* [EXERCISE DIRECTIONS]
Each record below has to be printed verbatim.

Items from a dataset
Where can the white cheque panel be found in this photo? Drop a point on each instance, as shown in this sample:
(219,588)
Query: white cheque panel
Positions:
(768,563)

* [ANSWER]
Where can the white cheque panel be found in this photo? Drop a point on each instance, as shown in this sample:
(219,588)
Query: white cheque panel
Positions:
(768,563)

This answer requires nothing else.